Objective: Arrange every line of the data below into a numbered list, omitting any blank lines.

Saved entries

==*==

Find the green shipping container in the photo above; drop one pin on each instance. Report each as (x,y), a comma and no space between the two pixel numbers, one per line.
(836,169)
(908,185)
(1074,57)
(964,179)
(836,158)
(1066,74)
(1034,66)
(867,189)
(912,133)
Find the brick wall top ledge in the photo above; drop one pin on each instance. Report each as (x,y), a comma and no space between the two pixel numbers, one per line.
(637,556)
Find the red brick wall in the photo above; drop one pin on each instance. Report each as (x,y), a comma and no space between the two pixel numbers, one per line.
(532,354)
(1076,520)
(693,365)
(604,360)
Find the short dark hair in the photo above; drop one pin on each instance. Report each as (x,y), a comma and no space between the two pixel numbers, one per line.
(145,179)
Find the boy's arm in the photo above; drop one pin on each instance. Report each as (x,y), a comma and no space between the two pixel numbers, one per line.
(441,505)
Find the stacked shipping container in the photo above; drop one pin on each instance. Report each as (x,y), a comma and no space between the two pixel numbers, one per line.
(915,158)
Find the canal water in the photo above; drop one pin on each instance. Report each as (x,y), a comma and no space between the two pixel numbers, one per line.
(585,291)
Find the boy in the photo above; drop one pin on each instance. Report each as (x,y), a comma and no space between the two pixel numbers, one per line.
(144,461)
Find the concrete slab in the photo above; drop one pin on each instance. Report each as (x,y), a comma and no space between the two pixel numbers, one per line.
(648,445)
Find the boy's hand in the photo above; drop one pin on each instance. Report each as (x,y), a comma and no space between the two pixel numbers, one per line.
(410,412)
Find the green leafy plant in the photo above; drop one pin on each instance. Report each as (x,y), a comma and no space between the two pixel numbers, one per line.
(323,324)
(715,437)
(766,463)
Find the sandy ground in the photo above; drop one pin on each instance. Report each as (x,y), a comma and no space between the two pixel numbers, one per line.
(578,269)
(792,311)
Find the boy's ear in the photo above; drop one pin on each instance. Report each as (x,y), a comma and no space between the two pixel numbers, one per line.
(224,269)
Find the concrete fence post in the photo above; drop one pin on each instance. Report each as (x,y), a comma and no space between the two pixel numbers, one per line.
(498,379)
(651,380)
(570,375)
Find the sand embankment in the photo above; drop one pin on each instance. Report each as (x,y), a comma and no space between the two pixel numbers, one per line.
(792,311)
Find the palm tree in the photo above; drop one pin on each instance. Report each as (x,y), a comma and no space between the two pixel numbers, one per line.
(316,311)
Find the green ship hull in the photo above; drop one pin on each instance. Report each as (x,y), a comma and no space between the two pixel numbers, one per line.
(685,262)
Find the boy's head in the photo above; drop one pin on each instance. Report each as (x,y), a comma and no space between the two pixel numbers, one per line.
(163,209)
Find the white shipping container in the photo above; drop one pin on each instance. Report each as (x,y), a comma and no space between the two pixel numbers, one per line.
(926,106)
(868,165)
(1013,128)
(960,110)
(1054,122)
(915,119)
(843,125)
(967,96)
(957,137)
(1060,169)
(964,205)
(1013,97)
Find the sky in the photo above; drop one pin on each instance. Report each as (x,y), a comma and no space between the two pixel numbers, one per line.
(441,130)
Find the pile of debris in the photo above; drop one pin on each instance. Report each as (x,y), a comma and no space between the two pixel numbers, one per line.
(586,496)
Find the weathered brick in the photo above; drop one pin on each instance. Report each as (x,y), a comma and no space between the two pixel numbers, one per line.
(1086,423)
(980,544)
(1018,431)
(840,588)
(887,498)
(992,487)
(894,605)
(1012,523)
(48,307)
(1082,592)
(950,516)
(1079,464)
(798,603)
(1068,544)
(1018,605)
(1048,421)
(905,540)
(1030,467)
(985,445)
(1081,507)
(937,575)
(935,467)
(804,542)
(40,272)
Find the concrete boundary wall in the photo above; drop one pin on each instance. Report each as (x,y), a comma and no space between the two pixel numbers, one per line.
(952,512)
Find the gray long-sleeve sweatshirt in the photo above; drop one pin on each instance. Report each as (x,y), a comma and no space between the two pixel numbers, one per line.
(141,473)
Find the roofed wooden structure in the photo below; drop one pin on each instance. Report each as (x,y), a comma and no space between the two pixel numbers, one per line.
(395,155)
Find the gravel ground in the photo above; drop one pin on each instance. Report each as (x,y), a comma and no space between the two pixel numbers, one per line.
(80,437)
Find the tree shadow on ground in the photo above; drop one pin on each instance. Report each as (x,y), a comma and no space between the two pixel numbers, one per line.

==*==

Answer for the task:
1. Find the green shipping container in the photo above; drop one pin on each instance. Report each as (x,y), a comma and no space between the two pixel numbers, one per line.
2. (836,169)
3. (908,185)
4. (1074,57)
5. (964,179)
6. (836,158)
7. (1066,74)
8. (1034,66)
9. (867,189)
10. (912,133)
11. Find the brick wall top ledge in the photo above; drop one pin on each instance. Report each as (x,y), a comma and no space between the two pixel numbers, one per line.
12. (637,556)
13. Find the red brick wall in the photo above; drop one pin on each instance. Report each as (x,y), a comma and no space between the two pixel numbers, one per line.
14. (532,354)
15. (1076,520)
16. (693,365)
17. (604,360)
18. Find the short dark hair in the photo above; drop one pin on each instance. Report each as (x,y), a comma and no space between the two pixel numbers, one per line.
19. (145,179)
20. Find the boy's arm in the photo above; drop one pin on each instance. Report each as (x,y), a comma and no space between the two pixel numbers, one per line.
21. (441,505)
22. Find the stacked shipping container in the photo above; drop one pin on each instance. Report each as (x,y), a comma and no space between the two pixel numbers, one per line.
23. (915,158)
24. Find the canal water in the photo above; drop one pin on each instance. Report each as (x,y), a comma and no space between the two pixel numbers, one per line.
25. (585,291)
26. Find the boy in the photo above; drop one pin on each instance. Report each as (x,y), a comma and no space between the two pixel numbers, one per line.
27. (144,461)
28. Find the concrete slab in the photo above; drop one pin on each instance. Report each as (x,y), a comma and no space between the two pixel numbers, one per line.
29. (648,445)
30. Find the boy's hand in the photo above; drop one pin on each instance. Report each as (x,y), a comma and no space between the two pixel numbers, one per line.
31. (410,412)
32. Find the green leafy plant in the photo above; drop one pin on each instance. Report each as (x,y), a comma and no space between the two pixel numbers, one per line.
33. (323,324)
34. (715,437)
35. (766,463)
36. Find the sandy ground in the photo above; drop one pin on each instance. Report each as (x,y), a comma and no space between the two pixel numbers, one per line.
37. (578,269)
38. (792,311)
39. Find the boy's ear in the photo above; drop one pin on each instance. Report each as (x,y), a comma and no space between the two pixel numbers, one per line.
40. (224,269)
41. Find the concrete fence post in the photo above; drop one pin on each instance. Report each as (x,y), a comma and no space between the two pixel numbers, one per line.
42. (498,379)
43. (651,380)
44. (570,375)
45. Find the sand embankment in the photo above; drop one pin on each instance. Report each as (x,y), a comma and no space between the two pixel numbers, one per line.
46. (792,311)
47. Find the palm tree in the photo above; drop one pin on each instance. Report each as (x,y), a comma and no space between the two pixel numbers, one per line.
48. (316,311)
49. Find the green ship hull in the photo above; drop one pin on each instance. Report each as (x,y), a comma and no space between the two pixel numbers, one per line.
50. (685,262)
51. Find the boy's head in the photo above; drop one pin on each instance. Report each as (x,y), a comma and no space between the two pixel numbers, one per line.
52. (163,209)
53. Find the white shipping container in the photo above; drop one pin on each instance. Report each as (x,y), a comma and no space between the two pixel numbers, one per line.
54. (926,106)
55. (868,165)
56. (1013,128)
57. (960,110)
58. (1054,122)
59. (915,119)
60. (843,125)
61. (967,96)
62. (957,137)
63. (1060,169)
64. (964,205)
65. (1013,97)
66. Find the sky in the photo above; drop one pin on each instance. Report each as (x,y), a comma and no space between the two pixel numbers, one per line.
67. (441,130)
68. Find the pile of debris in the photo above; drop one pin on each instance. Report each as (x,y), a comma and no space between the two pixel numbers, one per line.
69. (586,496)
70. Find the weathered brick in the photo above; drop one pin on each instance. Report each as (x,y), a comma and no space between the two pixel numbers, one per line.
71. (1086,423)
72. (980,544)
73. (1018,431)
74. (840,588)
75. (887,498)
76. (992,487)
77. (894,605)
78. (1012,523)
79. (48,307)
80. (1082,592)
81. (950,516)
82. (1079,464)
83. (798,603)
84. (1068,544)
85. (1018,605)
86. (1048,421)
87. (905,540)
88. (1030,467)
89. (985,445)
90. (1081,507)
91. (937,575)
92. (935,467)
93. (804,542)
94. (40,272)
95. Find the concrete boundary wall in the photo above; drop one pin on each instance. Report each as (x,y), a comma and no space between the two pixel numbers, one per line.
96. (952,512)
97. Find the gray long-sleeve sweatshirt in the photo above; drop one pin on each instance. Report each as (x,y), a comma and no space between the two pixel numbers, one per line.
98. (141,473)
99. Find the roofed wooden structure in the photo below; drop one pin on each instance. Report each as (x,y), a comma and no space between the two pixel numbers, one per line.
100. (395,155)
101. Find the gravel ground in the photo above; drop one pin on each instance. Report each as (x,y), a comma and no space between the two pixel numbers, one per line.
102. (80,437)
103. Find the tree shadow on ground in the photo above; drop one pin on each instance. Report each as (x,y), a comma and no space between the two pixel numbers, one per line.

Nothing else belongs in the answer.